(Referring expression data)
+++++

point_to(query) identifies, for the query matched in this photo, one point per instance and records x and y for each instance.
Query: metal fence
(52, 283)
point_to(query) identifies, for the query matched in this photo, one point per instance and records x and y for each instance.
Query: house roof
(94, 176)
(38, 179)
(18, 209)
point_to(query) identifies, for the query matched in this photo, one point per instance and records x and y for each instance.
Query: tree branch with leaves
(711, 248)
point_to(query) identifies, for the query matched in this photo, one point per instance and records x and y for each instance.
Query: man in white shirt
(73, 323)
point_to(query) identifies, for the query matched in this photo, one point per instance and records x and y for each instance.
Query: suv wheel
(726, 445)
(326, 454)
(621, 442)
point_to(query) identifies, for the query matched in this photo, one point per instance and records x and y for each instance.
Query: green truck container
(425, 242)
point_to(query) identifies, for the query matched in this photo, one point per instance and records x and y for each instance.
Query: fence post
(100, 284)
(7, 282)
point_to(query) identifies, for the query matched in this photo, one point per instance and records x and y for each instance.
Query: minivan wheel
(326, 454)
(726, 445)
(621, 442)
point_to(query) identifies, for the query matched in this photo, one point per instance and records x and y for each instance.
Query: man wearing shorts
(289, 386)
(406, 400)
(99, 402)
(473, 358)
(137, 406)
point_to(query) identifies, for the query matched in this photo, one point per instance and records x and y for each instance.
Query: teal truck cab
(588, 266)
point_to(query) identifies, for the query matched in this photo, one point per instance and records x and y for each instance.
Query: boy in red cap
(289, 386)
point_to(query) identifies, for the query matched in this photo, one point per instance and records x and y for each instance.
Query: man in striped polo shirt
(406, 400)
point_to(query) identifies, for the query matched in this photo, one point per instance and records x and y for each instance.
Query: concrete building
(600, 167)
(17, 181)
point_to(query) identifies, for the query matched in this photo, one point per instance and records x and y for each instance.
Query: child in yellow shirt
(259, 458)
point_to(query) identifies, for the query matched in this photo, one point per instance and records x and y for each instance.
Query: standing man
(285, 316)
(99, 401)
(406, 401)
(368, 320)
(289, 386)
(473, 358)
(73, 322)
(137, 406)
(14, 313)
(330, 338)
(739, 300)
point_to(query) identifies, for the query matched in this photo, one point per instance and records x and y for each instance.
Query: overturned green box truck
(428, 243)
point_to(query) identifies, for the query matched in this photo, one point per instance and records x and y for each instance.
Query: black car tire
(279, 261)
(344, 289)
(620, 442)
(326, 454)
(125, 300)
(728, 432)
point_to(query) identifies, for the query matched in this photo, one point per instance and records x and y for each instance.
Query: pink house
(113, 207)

+++++

### [TASK DIRECTIONS]
Only one span of lines is wanted: the line with "Query: black car tire" and every line after it to the end of the entries, output exactly.

### [REPLY]
Query: black car tire
(279, 261)
(344, 289)
(620, 442)
(326, 454)
(125, 300)
(728, 432)
point_to(query) identifies, for the query matched in this photo, one point per instance and records x and y for each instance.
Query: pink house
(113, 207)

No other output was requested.